■ **TEXTE FOURNI**

- - - -

Expo : Ken Domon, le maître du réalisme japonais - Maison de la Culture du Japon à Paris - Jusqu'au 13 juillet 2023

 

La Maison de la Culture du Japon à Paris consacre une exposition rétrospective au photographe Ken Domon (1909-1990), pionnier du réalisme à l'instar de Cartier-Bresson ou Eugene Smith. Portraitiste, paysagiste, observateur des vies urbaines, il porte un regard singulier sur son pays le Japon, son peuple, sa culture. Son travail témoigne de la réalité sociale au lendemain de la Seconde Guerre Mondiale. Ken Domon saisit en images la société japonaise en pleine mutation, les bouleversements, l'espoir et la désillusion, et invente ce faisant une esthétique photographique contemporaine. L'évènement qui se tient à la MCJP aborde les différentes facettes de sa pratique nourrie d'une philosophie humaniste, théorisée dans de nombreux écrits publiés au Japon, quasiment jamais traduits à l'étranger.

- - - -

■ **Relevés d'identification de position**
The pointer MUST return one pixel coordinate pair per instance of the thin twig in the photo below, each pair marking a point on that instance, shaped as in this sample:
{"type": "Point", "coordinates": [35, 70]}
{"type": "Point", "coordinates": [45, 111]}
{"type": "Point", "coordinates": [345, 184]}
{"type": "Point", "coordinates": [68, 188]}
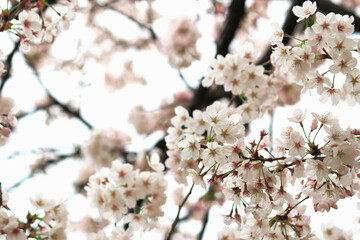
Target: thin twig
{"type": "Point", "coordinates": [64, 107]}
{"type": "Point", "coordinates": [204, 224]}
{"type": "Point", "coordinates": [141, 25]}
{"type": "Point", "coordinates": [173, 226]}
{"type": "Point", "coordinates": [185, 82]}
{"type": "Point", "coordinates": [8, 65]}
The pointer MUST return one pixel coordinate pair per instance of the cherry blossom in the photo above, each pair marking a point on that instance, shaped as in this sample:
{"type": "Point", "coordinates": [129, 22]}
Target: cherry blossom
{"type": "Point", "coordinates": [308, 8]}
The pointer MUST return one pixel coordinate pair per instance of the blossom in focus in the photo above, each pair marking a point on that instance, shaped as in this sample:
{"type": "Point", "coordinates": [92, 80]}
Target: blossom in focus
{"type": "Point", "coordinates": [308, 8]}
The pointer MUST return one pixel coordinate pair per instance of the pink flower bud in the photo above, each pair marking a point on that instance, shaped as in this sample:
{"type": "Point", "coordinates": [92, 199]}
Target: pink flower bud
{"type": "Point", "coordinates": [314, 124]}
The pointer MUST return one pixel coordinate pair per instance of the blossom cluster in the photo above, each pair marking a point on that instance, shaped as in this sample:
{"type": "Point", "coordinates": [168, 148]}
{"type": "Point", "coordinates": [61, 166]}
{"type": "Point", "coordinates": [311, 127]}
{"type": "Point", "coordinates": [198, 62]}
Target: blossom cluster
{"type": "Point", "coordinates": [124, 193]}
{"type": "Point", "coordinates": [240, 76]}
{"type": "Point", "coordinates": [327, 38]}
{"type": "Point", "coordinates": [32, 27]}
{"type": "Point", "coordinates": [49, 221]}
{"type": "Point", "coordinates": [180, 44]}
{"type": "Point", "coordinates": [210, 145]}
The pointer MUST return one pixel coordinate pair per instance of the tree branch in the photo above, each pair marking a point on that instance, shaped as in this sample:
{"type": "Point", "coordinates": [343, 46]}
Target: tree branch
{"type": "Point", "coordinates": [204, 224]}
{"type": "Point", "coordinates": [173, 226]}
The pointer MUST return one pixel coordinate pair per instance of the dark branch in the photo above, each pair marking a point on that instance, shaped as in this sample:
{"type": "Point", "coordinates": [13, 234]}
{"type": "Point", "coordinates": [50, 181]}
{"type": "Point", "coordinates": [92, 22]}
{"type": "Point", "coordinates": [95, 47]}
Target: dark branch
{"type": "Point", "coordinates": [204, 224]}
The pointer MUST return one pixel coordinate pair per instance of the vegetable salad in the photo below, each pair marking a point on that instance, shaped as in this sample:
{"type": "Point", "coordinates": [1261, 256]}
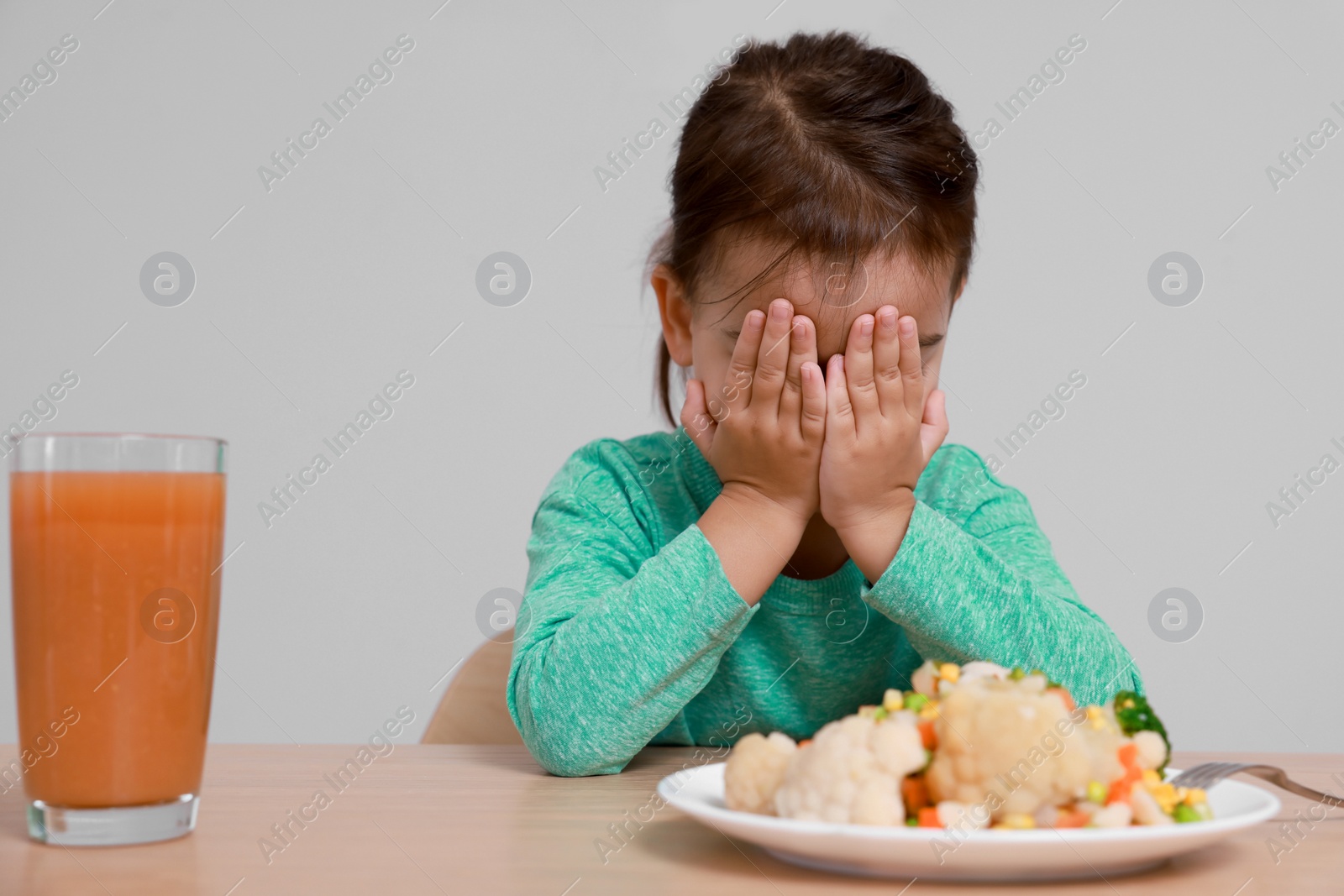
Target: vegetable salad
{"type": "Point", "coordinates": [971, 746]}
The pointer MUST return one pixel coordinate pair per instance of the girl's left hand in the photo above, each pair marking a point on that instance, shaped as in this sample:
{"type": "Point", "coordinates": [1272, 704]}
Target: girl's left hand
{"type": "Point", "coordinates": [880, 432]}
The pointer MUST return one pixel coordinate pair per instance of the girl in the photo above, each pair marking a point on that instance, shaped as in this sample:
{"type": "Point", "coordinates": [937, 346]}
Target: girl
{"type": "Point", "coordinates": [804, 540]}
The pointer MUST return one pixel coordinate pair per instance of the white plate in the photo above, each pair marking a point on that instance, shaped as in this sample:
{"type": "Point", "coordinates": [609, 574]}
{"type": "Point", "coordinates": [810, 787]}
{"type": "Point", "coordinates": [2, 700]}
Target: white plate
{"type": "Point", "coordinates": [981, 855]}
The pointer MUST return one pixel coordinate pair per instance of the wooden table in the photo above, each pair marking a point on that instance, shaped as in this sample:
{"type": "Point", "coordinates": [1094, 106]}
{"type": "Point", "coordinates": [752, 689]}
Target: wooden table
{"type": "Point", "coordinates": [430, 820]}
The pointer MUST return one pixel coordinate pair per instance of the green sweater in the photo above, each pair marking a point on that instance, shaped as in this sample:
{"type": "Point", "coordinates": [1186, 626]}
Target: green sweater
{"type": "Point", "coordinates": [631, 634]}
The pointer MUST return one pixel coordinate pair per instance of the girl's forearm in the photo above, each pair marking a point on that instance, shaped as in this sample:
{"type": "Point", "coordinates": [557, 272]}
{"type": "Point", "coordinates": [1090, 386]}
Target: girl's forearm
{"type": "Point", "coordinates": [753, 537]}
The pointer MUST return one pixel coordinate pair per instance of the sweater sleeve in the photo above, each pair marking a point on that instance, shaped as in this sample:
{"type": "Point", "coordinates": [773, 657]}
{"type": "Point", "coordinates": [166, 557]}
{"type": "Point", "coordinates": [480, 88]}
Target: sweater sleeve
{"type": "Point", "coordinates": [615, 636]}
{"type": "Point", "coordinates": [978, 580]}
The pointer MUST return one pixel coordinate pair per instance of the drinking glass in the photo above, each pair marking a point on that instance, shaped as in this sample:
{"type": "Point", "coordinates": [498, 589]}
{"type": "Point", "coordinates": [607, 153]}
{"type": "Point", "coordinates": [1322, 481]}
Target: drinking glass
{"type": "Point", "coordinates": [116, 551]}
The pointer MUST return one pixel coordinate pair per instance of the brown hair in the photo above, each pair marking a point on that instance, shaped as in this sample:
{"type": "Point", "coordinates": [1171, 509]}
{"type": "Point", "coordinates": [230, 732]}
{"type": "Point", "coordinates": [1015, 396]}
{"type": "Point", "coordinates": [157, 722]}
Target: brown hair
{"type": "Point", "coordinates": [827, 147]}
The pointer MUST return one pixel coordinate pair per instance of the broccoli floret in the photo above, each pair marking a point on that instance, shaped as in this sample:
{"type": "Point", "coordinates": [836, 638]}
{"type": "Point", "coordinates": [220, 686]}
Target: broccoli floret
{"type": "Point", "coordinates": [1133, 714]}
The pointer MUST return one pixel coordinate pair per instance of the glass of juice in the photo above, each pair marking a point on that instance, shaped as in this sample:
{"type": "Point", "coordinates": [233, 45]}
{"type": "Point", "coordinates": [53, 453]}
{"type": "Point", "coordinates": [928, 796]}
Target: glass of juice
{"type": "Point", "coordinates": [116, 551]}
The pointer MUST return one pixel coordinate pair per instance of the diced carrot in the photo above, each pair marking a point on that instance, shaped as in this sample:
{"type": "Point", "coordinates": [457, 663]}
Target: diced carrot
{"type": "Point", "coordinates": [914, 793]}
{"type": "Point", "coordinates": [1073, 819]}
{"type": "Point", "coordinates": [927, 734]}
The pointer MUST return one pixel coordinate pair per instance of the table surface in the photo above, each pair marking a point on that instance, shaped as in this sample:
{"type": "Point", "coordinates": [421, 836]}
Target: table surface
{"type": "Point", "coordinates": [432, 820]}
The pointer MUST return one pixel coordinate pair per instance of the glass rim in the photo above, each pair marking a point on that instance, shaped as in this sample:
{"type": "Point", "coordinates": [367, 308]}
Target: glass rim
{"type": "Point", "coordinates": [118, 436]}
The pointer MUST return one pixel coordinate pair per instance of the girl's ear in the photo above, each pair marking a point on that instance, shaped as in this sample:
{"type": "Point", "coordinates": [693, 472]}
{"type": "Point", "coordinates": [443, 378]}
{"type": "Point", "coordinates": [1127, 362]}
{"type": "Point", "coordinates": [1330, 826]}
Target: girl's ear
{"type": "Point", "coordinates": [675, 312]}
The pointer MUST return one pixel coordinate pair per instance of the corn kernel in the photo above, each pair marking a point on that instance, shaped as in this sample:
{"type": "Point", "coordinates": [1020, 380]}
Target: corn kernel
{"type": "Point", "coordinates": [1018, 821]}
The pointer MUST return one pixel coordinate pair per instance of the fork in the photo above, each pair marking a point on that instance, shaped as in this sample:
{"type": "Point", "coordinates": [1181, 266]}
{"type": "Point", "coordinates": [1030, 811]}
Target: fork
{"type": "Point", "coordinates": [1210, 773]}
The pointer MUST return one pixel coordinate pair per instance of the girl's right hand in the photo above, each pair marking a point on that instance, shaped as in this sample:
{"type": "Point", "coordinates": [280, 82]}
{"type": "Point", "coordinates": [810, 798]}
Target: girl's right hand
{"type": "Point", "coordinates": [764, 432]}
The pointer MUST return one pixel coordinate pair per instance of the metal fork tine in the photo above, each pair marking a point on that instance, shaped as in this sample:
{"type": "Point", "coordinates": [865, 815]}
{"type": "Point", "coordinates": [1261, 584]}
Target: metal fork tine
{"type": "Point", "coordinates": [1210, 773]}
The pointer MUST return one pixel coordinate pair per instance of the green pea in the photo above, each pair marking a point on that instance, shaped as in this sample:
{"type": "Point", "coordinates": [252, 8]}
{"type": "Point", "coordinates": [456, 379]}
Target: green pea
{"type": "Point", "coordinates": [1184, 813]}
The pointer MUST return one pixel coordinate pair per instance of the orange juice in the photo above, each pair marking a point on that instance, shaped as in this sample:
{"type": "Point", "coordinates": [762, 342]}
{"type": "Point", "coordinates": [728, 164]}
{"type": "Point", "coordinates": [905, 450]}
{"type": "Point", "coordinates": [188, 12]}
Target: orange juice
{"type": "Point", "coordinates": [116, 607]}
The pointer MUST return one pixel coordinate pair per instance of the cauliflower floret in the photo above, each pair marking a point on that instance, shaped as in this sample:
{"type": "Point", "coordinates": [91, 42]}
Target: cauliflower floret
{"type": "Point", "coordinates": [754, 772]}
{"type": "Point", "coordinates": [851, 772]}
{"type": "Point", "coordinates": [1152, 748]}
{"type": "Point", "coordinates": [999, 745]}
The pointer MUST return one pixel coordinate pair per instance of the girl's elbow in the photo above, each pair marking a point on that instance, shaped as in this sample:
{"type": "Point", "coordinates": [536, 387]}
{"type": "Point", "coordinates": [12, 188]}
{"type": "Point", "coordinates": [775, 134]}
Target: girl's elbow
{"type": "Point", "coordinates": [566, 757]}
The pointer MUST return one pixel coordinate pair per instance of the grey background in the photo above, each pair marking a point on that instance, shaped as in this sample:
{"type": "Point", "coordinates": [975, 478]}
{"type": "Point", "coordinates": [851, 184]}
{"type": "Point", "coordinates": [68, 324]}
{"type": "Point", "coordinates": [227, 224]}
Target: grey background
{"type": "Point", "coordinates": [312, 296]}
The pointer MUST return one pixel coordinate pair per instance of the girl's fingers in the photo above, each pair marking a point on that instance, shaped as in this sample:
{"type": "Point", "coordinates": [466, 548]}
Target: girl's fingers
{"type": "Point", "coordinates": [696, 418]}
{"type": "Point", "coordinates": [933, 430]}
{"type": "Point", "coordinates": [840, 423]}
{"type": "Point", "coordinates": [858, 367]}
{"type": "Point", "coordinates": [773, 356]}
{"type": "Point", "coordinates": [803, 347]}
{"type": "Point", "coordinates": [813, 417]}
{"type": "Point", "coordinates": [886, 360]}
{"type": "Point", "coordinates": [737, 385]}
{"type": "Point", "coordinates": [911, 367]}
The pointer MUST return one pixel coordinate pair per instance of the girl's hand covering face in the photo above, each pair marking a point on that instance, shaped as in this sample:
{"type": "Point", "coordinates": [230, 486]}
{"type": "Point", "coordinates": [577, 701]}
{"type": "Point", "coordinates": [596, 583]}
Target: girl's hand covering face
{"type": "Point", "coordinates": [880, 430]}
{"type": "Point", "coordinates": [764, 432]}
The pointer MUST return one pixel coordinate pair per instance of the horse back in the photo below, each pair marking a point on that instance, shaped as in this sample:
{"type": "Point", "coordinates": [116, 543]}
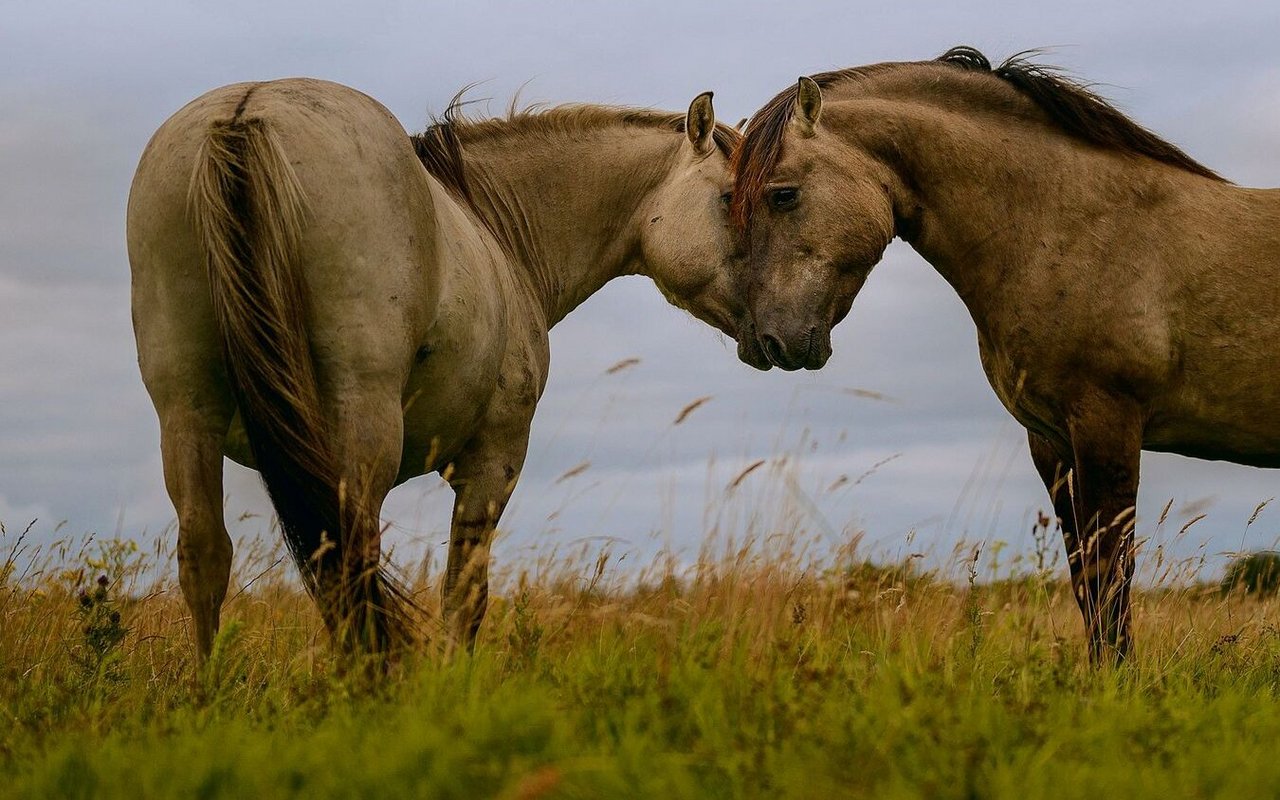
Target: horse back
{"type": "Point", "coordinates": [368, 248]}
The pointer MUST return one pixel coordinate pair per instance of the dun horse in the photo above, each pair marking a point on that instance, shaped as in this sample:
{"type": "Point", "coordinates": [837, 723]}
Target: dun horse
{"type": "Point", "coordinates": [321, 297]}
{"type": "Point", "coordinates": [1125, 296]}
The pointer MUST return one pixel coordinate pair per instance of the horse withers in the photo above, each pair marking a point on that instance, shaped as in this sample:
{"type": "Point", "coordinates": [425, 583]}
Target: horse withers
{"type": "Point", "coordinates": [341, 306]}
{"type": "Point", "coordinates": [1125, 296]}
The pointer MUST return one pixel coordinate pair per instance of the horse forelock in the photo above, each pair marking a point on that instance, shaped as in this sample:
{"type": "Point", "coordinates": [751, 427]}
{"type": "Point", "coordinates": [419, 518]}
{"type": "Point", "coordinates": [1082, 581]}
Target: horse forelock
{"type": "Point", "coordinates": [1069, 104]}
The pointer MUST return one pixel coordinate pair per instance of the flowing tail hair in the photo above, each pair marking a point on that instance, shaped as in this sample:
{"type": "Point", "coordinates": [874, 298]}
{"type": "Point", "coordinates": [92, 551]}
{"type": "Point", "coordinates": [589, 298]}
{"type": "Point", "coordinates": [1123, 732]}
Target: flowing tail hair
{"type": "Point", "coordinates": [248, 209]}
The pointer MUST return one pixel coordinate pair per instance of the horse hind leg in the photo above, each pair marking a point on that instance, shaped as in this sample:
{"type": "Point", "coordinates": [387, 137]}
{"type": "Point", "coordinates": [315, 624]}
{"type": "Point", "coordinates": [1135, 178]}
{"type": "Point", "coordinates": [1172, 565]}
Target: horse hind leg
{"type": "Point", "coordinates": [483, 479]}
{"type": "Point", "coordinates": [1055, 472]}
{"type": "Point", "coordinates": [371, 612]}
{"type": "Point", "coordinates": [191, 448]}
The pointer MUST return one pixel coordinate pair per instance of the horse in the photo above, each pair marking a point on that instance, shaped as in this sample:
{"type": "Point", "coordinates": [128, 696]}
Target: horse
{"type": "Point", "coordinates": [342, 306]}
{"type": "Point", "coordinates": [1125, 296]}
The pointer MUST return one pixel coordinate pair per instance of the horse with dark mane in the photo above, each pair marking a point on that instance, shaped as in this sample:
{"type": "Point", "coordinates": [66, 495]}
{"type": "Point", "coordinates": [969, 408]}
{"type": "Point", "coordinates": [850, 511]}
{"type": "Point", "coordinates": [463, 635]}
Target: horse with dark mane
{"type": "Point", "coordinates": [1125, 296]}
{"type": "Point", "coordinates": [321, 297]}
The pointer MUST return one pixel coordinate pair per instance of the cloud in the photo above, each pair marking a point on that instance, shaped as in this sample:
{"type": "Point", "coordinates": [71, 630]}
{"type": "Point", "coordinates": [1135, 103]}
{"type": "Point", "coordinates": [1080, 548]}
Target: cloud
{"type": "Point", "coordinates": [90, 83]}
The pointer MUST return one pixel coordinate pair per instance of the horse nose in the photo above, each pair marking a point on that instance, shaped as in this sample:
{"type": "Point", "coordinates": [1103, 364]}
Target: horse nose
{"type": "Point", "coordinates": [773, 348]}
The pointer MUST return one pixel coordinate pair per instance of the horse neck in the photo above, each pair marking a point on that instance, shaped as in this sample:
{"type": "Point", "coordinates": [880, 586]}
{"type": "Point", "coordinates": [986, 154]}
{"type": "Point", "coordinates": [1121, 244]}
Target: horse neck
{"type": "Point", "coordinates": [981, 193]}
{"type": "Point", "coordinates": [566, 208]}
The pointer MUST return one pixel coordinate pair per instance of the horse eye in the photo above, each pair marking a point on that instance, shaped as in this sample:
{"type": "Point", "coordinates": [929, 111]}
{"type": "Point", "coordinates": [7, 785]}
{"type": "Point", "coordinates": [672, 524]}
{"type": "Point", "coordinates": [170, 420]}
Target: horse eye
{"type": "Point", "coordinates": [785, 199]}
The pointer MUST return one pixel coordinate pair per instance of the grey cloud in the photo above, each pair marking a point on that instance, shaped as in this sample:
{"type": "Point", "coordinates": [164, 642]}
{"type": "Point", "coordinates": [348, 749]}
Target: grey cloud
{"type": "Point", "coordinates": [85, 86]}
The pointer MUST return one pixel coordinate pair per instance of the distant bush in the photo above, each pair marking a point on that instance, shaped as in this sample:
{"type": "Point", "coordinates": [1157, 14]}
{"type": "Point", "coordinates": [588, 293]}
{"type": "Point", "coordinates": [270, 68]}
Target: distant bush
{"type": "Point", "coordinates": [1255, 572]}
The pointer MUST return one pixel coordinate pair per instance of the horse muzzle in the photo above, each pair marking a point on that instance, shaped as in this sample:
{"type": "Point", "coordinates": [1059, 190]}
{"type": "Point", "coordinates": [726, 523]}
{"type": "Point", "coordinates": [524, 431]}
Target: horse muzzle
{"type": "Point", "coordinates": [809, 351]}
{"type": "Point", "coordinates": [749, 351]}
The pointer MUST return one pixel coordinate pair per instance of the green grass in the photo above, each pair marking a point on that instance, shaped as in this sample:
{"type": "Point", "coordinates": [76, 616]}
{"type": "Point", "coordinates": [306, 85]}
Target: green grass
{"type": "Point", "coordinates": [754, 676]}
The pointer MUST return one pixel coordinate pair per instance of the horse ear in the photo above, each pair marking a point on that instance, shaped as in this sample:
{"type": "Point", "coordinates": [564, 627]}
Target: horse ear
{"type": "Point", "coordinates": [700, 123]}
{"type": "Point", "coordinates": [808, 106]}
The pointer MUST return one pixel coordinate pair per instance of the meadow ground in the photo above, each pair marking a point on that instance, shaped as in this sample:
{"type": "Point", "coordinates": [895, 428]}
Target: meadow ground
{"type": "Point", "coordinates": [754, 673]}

- - - -

■ **TRAVAIL DEMANDÉ**
1. Reproduisez intégralement le texte sur l'exposition Ken Domon, sans la moindre modification.
2. Dans les entrées, recopiez uniquement les lignes allant de celle qui contient « of the metal » à celle qui contient « Target: metal fork tine », bornes incluses, en substituant « steel fork prong » à « metal fork tine » et en laissant tout le reste inchangé.

■ **RÉPONSES PAR CONSIGNE**
1.
Expo : Ken Domon, le maître du réalisme japonais - Maison de la Culture du Japon à Paris - Jusqu'au 13 juillet 2023

 

La Maison de la Culture du Japon à Paris consacre une exposition rétrospective au photographe Ken Domon (1909-1990), pionnier du réalisme à l'instar de Cartier-Bresson ou Eugene Smith. Portraitiste, paysagiste, observateur des vies urbaines, il porte un regard singulier sur son pays le Japon, son peuple, sa culture. Son travail témoigne de la réalité sociale au lendemain de la Seconde Guerre Mondiale. Ken Domon saisit en images la société japonaise en pleine mutation, les bouleversements, l'espoir et la désillusion, et invente ce faisant une esthétique photographique contemporaine. L'évènement qui se tient à la MCJP aborde les différentes facettes de sa pratique nourrie d'une philosophie humaniste, théorisée dans de nombreux écrits publiés au Japon, quasiment jamais traduits à l'étranger.

2.
The pointer MUST return one pixel coordinate pair per instance of the steel fork prong in the photo above, each pair marking a point on that instance, shaped as in this sample:
{"type": "Point", "coordinates": [865, 815]}
{"type": "Point", "coordinates": [1261, 584]}
Target: steel fork prong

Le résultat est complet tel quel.